> GIVEN INSTRUCTION:
Reproduce each of the records below word for word, leaving the pictures out of your answer.

** BEGIN INFORMATION SHOWN **

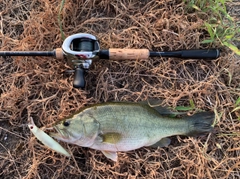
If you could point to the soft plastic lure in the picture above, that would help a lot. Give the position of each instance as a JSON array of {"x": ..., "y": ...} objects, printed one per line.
[{"x": 46, "y": 139}]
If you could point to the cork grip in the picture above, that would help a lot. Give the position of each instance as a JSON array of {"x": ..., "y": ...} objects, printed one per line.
[{"x": 128, "y": 54}]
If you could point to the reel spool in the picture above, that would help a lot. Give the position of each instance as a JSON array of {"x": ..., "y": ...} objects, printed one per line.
[{"x": 80, "y": 49}]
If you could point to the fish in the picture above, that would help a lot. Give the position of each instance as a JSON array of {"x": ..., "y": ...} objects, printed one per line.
[
  {"x": 114, "y": 127},
  {"x": 46, "y": 139}
]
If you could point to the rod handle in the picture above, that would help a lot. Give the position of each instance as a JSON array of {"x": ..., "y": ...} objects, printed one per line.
[
  {"x": 125, "y": 54},
  {"x": 79, "y": 81},
  {"x": 200, "y": 54}
]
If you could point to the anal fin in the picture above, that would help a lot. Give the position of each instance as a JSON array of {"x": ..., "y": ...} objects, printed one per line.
[
  {"x": 111, "y": 155},
  {"x": 164, "y": 142}
]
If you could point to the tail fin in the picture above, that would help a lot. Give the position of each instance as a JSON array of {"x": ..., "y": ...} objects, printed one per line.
[{"x": 201, "y": 123}]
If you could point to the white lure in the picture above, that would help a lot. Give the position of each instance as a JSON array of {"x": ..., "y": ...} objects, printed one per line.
[{"x": 46, "y": 139}]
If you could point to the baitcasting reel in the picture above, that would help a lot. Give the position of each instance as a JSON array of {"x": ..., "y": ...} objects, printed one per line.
[{"x": 80, "y": 49}]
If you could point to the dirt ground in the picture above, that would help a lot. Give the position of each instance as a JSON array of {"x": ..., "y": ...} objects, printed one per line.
[{"x": 38, "y": 87}]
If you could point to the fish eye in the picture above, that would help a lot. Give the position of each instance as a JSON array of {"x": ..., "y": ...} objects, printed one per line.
[{"x": 66, "y": 123}]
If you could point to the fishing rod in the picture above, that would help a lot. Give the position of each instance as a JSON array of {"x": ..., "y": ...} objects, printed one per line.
[{"x": 80, "y": 49}]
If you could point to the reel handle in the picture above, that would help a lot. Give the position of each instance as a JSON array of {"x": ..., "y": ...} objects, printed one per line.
[{"x": 79, "y": 80}]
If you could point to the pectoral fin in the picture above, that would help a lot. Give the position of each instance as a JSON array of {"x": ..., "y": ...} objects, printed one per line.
[
  {"x": 164, "y": 142},
  {"x": 111, "y": 137},
  {"x": 111, "y": 155}
]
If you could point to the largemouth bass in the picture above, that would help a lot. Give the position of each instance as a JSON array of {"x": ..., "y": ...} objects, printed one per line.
[{"x": 123, "y": 126}]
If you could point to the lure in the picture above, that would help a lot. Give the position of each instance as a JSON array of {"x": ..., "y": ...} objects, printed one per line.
[{"x": 46, "y": 139}]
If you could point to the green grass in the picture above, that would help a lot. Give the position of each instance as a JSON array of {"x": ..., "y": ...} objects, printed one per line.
[{"x": 221, "y": 27}]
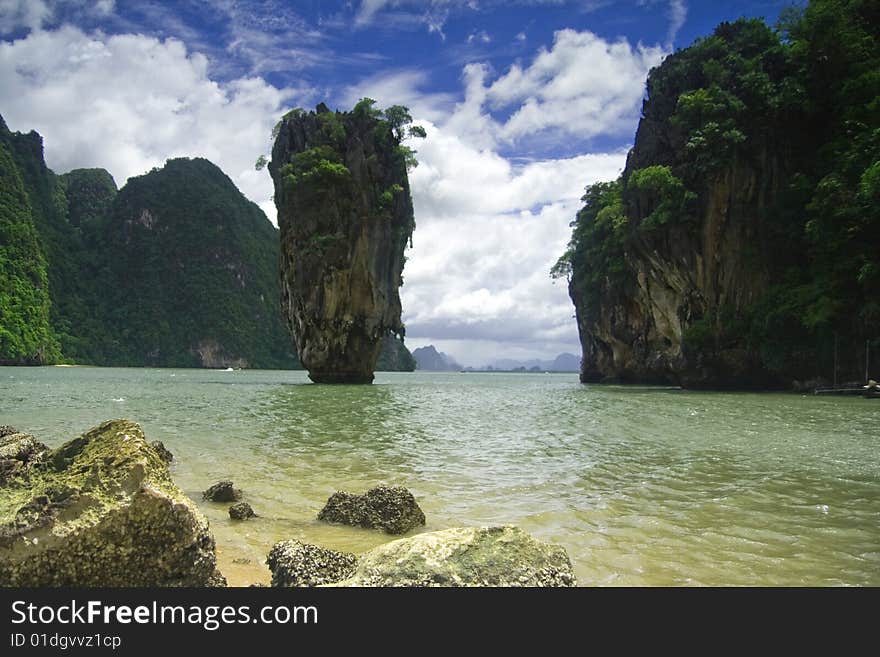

** END INFORMATION SHOWN **

> RESULT BELOW:
If you could point to the soft plastic lure in the picture above, that would help a lot. Give the position of each instance as a JSON array of {"x": ..., "y": ...} objects, printed one per line.
[{"x": 46, "y": 139}]
If you could point to the cork grip in the picture above, that would help a lot. Give the position of each instance as a JSON array of {"x": ..., "y": ...} objects, printed one per line.
[{"x": 128, "y": 54}]
If you could point to the reel spool in the picture above, that would help a lot. Give the position of each instance as a JSON array of {"x": ..., "y": ...} objects, printed one per line.
[{"x": 80, "y": 49}]
If you could point to the fish in the picture above, that would help a lot. Give the position of each instance as a JSON array of {"x": ..., "y": ...} objects, printed one per line.
[
  {"x": 114, "y": 127},
  {"x": 46, "y": 139}
]
If you could point to the rod handle in the picture above, that would help a lot. Give the position of each instance as a JSON array of {"x": ..., "y": ...} objects, printed one per line.
[
  {"x": 125, "y": 54},
  {"x": 79, "y": 81},
  {"x": 200, "y": 54}
]
If you could point to the anal fin in the picture above, that would help a lot. Give the position of each instance as a JSON array of {"x": ..., "y": ...} objects, printed one per line.
[
  {"x": 111, "y": 155},
  {"x": 164, "y": 142}
]
If you could point to the tail fin in the picture above, that would help a lot. Give the position of each instance as a JSON array of {"x": ..., "y": ...} objects, printed one per line.
[{"x": 201, "y": 123}]
If you could point to the white lure in the picture above, that would help a lot. Give the position of each instance as a JSON array of {"x": ..., "y": ...} objects, printed one per line.
[{"x": 46, "y": 139}]
If you could point to the baitcasting reel in the picture above, that would help a lot. Give the position of each instance as a JSON array of {"x": ..., "y": ...} objects, printed one per line.
[{"x": 80, "y": 49}]
If you could point to the dirt ground in the picture above, that would help a lot. Give the position of each instance as a JSON array of {"x": ..., "y": ...} objects, printed one per line.
[{"x": 38, "y": 87}]
If you could point to the fish eye in the picture above, that would help a lot. Give the position of each instance as a JSON array of {"x": ..., "y": ...} objects, printed one per line.
[{"x": 66, "y": 123}]
If you could point to the fishing rod in the picture above, that would help a lot. Give the position of each instance as a JSON array of {"x": ..., "y": ...} objects, printed one per line.
[{"x": 80, "y": 49}]
If you could point to the reel handle in the picture above, that would help a lot. Give the position of each instance as a JSON array of {"x": ..., "y": ...} objects, printed one per line.
[{"x": 79, "y": 80}]
If you could point to the pectoral fin in the picture above, that would help a lot. Give the position of each instance as a JSON array of {"x": ..., "y": ...} objects, printed one per line.
[
  {"x": 164, "y": 142},
  {"x": 111, "y": 137},
  {"x": 111, "y": 155}
]
If you could point to the largemouth bass in the picture above, that would help a lot. Give the position of each instance as a JSON array of {"x": ..., "y": ...} objects, printed one per line.
[{"x": 123, "y": 126}]
If you could point to the lure in the picture above, that would help a lot. Give the position of each instance as a JSON array of {"x": ..., "y": ...} objects, printed one per line.
[{"x": 46, "y": 139}]
If you could point to the green grass in the picture above, that would help a lot. Give the position of each instance as a JSON array of {"x": ..., "y": ...} objects, printed one per line.
[{"x": 221, "y": 27}]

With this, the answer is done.